This exercise calls for every record to be set down exactly.
**** THE INPUT ****
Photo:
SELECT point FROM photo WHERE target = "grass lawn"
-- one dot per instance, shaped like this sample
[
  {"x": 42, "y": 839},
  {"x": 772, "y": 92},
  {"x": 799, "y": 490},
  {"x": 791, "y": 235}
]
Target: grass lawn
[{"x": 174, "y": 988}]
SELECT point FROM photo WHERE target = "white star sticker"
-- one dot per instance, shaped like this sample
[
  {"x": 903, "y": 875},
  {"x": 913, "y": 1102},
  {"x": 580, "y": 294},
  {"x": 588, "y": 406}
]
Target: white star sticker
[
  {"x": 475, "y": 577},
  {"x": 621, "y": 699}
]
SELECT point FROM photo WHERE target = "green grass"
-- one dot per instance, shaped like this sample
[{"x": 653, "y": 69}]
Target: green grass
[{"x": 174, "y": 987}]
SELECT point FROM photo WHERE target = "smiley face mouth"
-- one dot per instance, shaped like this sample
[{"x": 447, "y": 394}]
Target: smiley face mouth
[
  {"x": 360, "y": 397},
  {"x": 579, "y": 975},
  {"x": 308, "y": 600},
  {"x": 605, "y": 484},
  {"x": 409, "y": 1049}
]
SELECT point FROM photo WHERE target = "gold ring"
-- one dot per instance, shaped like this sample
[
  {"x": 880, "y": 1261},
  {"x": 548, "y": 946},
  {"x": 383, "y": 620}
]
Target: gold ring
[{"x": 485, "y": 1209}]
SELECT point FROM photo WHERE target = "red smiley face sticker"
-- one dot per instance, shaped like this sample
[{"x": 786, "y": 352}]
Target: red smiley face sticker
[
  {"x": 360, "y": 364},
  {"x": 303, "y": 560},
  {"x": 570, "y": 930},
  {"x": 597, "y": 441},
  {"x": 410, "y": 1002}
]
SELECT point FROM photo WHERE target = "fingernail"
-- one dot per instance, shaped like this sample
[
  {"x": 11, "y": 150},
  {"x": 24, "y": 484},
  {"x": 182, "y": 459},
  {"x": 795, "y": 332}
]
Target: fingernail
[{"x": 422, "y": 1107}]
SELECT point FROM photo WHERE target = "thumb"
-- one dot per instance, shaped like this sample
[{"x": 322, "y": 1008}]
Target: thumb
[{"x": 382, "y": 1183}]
****
→ **COMPLETED TASK**:
Photo:
SELECT point FROM photo WHERE target = "grass lawn"
-- one dot per instance, shaped like this sample
[
  {"x": 42, "y": 839},
  {"x": 772, "y": 92},
  {"x": 799, "y": 490},
  {"x": 791, "y": 235}
]
Target: grass lawn
[{"x": 174, "y": 988}]
SELECT point FROM photo WHERE target = "white star sticker"
-- one dot per instance, shaped like this sample
[
  {"x": 903, "y": 875},
  {"x": 913, "y": 1102},
  {"x": 580, "y": 294},
  {"x": 588, "y": 406}
]
Target: white star sticker
[
  {"x": 475, "y": 577},
  {"x": 621, "y": 699}
]
SELECT point FROM photo WHERE target = "green grass"
-- one dot per instance, shaped like this sample
[{"x": 653, "y": 69}]
Target: green grass
[{"x": 174, "y": 987}]
SELECT point FROM photo WHERE target = "smiley face mouth"
-- one dot per instance, shaped like this sample
[{"x": 447, "y": 394}]
Target: smiley face mouth
[
  {"x": 360, "y": 397},
  {"x": 579, "y": 975},
  {"x": 308, "y": 600},
  {"x": 605, "y": 484},
  {"x": 409, "y": 1049}
]
SELECT point FROM photo WHERE target = "gold ring"
-- one dot per instance, shaped like this sample
[
  {"x": 880, "y": 1261},
  {"x": 548, "y": 946},
  {"x": 383, "y": 620}
]
Target: gold ring
[{"x": 485, "y": 1209}]
SELECT point FROM photo WHERE target = "red smiley face sticker"
-- one dot per instance, shaped like this sample
[{"x": 786, "y": 352}]
Target: red smiley face sticker
[
  {"x": 360, "y": 364},
  {"x": 303, "y": 560},
  {"x": 570, "y": 930},
  {"x": 597, "y": 441},
  {"x": 410, "y": 1002}
]
SELECT point FROM photo WHERE target = "fingernail"
-- one dot per instance, shaped like this sample
[
  {"x": 11, "y": 150},
  {"x": 24, "y": 484},
  {"x": 182, "y": 459},
  {"x": 795, "y": 332}
]
Target: fingernail
[{"x": 422, "y": 1107}]
SELECT point FROM photo WHERE target = "thumb"
-- one dot per instance, shaped like this sample
[{"x": 322, "y": 1008}]
Target: thumb
[{"x": 382, "y": 1183}]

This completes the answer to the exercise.